* _DOCUMENT_:
──────────────────────────────

In contrast, the 2013 meetings featured policy discussions between government and the private sector, dynamic exchanges between Leaders and executives on the CEO Summit stage, and even intimate dinners with Leaders and CEOs. The business program in 1993 consisted of 60 business representatives around a table meeting with APEC Trade Ministers throughout the course of a day; the 2013 CEO Summit had more than 1,200 delegates and interactions with APEC Leaders from 14 economies. What a difference two decades has made!" - Monica Hardy Whaley, President, National Center for APEC
Over 1,200 business leaders from around the region gathered for the 2013 APEC CEO Summit, under the theme of “Towards Resilience and Growth: Reshaping Priorities for Global Economy.” For two days they convened on a wide range of topics including inclusive growth, the global trading system, innovation, connectivity, and emerging markets. Leaders from China, Russia, Indonesia and Japan, as well as U.S. Secretary of State John Kerry, addressed the gathering. Many other APEC Leaders also participated in panel discussions and candid conversations with business leaders throughout the program.
U.S. businesses were again prominent as sponsors and participants in the Summit, with 13 major U.S. corporate sponsors and 5 U.S. media partners. Several U.S. CEOs were featured in prominent speaking roles and interacted with APEC Leaders and global thought leaders during the Summit program.
In addition to the primary program, Summit sponsor companies were involved in hosting small, high-level dinners with several APEC Leaders, while others hosted ‘themed’ dinners on issues such as global trade or healthcare. These dinners offered an opportunity for business leaders to interact in small, intimate and unscripted discussions with APEC Leaders and Ministers.
(U.S. Secretary of State John Kerry discussing America's leadership and priorities)

──────────────────────────────

* _INFORMATION SUPPLIED_:
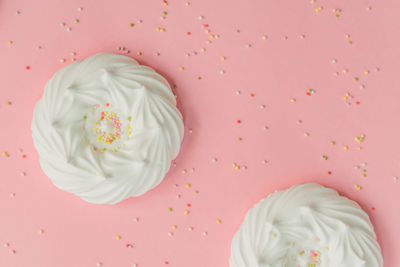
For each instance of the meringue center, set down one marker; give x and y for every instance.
(106, 128)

──────────────────────────────

* _REQUIRED WORK_:
a. Translate this sentence from the APEC summit text into Spanish: "U.S. businesses were again prominent as sponsors and participants in the Summit, with 13 major U.S. corporate sponsors and 5 U.S. media partners."
b. Please repeat the APEC summit text word for word, beginning at the words that have "In addition to" and stopping after "leadership and priorities)".

* _ANSWERS FOR THIS EXERCISE_:
a. Las empresas estadounidenses volvieron a destacar como patrocinadoras y participantes en la Cumbre, con 13 grandes patrocinadores corporativos estadounidenses y 5 socios de medios estadounidenses.

b.
In addition to the primary program, Summit sponsor companies were involved in hosting small, high-level dinners with several APEC Leaders, while others hosted ‘themed’ dinners on issues such as global trade or healthcare. These dinners offered an opportunity for business leaders to interact in small, intimate and unscripted discussions with APEC Leaders and Ministers.
(U.S. Secretary of State John Kerry discussing America's leadership and priorities)